■ WHAT THE TASK REQUIRES ■
Copy out every row below word for word, leaving nothing out and changing nothing.

-- Start of LISTING --

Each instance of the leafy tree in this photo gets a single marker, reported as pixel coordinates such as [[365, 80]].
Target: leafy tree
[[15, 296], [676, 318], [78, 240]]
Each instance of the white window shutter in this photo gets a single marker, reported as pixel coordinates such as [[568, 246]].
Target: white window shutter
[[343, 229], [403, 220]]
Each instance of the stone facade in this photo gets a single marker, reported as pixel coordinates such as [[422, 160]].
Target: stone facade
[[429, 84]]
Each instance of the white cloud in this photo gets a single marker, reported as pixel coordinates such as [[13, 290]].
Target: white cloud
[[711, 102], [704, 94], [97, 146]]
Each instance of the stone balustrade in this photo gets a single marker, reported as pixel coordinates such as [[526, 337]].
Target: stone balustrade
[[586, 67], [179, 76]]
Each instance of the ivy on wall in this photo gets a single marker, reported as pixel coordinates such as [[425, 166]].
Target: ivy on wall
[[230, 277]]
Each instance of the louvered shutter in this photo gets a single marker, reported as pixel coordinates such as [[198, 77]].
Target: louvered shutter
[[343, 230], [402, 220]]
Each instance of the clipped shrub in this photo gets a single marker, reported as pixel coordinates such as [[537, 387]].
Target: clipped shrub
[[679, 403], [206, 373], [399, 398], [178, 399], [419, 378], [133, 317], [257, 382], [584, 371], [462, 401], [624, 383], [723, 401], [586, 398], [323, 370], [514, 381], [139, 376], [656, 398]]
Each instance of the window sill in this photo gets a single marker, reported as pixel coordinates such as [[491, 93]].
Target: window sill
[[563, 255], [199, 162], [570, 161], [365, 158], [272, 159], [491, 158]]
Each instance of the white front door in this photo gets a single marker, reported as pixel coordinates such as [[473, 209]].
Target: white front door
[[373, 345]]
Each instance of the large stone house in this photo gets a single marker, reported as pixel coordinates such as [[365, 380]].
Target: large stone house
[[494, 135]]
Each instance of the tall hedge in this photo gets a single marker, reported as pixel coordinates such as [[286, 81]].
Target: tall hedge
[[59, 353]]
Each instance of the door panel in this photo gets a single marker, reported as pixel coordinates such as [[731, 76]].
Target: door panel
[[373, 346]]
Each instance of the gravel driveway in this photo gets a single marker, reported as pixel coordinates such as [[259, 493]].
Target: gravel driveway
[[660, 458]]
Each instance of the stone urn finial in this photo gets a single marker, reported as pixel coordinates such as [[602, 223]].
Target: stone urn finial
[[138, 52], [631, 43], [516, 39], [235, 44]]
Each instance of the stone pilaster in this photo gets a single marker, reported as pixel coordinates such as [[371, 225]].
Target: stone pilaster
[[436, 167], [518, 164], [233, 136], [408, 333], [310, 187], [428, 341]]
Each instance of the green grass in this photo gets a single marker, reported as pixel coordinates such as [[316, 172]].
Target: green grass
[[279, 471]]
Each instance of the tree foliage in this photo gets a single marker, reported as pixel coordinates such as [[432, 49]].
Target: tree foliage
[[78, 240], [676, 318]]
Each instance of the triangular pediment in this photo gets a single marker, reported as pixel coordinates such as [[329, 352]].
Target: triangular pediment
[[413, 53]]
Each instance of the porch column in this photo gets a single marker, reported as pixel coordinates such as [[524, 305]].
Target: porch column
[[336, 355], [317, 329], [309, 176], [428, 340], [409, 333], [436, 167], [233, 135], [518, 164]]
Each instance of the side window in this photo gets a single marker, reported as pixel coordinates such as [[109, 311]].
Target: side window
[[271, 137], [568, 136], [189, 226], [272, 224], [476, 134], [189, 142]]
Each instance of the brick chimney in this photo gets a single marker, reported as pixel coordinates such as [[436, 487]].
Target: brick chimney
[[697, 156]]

-- End of LISTING --

■ TASK ANSWER ■
Each instance of the leafy tree in this photo gets a single marker, reported as pixel coordinates such as [[365, 80]].
Target: leafy tree
[[15, 296], [676, 318], [78, 240]]
Each instance of the white window shutter in this photo gets a single marker, reported as pixel coordinates such as [[568, 246]].
Target: white window shutter
[[343, 229], [403, 220]]
Each instance of the stone facade in this photo gets a single marker, reported as pixel coordinates such as [[422, 160]].
Target: stone facade
[[429, 84]]
Each instance of the white cloud in this photo gets a single marker, reported as pixel coordinates such as [[13, 290]].
Target: white cloud
[[711, 102], [704, 94], [97, 146]]
Each instance of the stone balustrade in this photo gets a single marker, reported as pixel coordinates such as [[526, 337]].
Target: stone balustrade
[[586, 67], [179, 76]]
Each instance of the ivy on wall in this photo gets a single marker, reported as pixel coordinates such as [[425, 166]].
Target: ivy on wall
[[230, 277]]
Each instance of the louvered shutter in this photo gets a single marker, reported as pixel coordinates such as [[198, 77]].
Target: louvered shutter
[[343, 230], [402, 220]]
Each instance of the clipped shrub in this photo gets a single marker, reported as pixel coordinates such as [[537, 387]].
Target: clipped shrub
[[679, 403], [206, 373], [399, 398], [178, 399], [419, 378], [133, 317], [257, 382], [584, 371], [462, 401], [624, 383], [723, 401], [586, 398], [323, 370], [514, 381], [139, 376], [656, 398]]
Each instance of the window sill in this photo gets a single marker, reported as pixel coordinates such as [[491, 93]].
Target: window sill
[[563, 255], [199, 162], [570, 161], [365, 158], [272, 159], [491, 158]]
Each instance of the white front door in this photo gets a single marker, reported as pixel coordinates such as [[473, 209]].
Target: white front door
[[373, 345]]
Each instance of the large stone house in this photo gets a single marker, reported as pixel coordinates such as [[365, 380]].
Target: large stone house
[[494, 135]]
Each instance of the tall hedge in this photo gets a single marker, reported as pixel coordinates such as [[286, 81]].
Target: tall hedge
[[59, 353]]
Each instance of the door panel in this photo gets a single marker, reported as pixel coordinates such as [[731, 76]].
Target: door panel
[[373, 346]]
Each instance of the gravel driveway in this photo gets a single marker, reported as pixel coordinates such as [[259, 493]].
Target: gravel driveway
[[660, 458]]
Each instance of the stone urn finial in this photo gets a single marker, reported as pixel coordinates such as [[602, 223]].
Target: stone urn finial
[[138, 52], [631, 43], [516, 39], [235, 44]]
Each instance of the stone pilaster in this photo gets a single marker, reported as pixel coordinates such as [[371, 225]].
Target: stone pilaster
[[436, 167], [518, 164], [233, 136], [408, 333], [310, 187], [428, 341]]
Each instance of the green grass in this photo gets a single marker, reported as pixel coordinates such as [[316, 172]].
Target: green grass
[[279, 471]]
Each instance of the tree foliage in this photo gets a single marker, reported as pixel coordinates such as [[432, 49]].
Target: tree foliage
[[78, 240], [676, 318]]
Each instance of the triangular pediment in this photo gets a single marker, reported as pixel coordinates such as [[329, 352]].
Target: triangular pediment
[[413, 53]]
Each instance of the porch column in this photo gets a single marker, reported as pixel coordinates such as [[524, 305]].
Target: porch column
[[336, 355], [317, 329], [309, 176], [428, 340], [409, 333], [436, 167], [233, 135], [518, 164]]
Each instance of the side window in this photo gets a single marker, reported as pixel coordinates such as [[109, 311]].
Target: side window
[[271, 137], [568, 136], [189, 226], [272, 224], [476, 134], [189, 142]]
Each instance of the brick chimney in this photo gets a single marker, reported as pixel coordinates such as [[436, 487]].
Target: brick chimney
[[697, 156]]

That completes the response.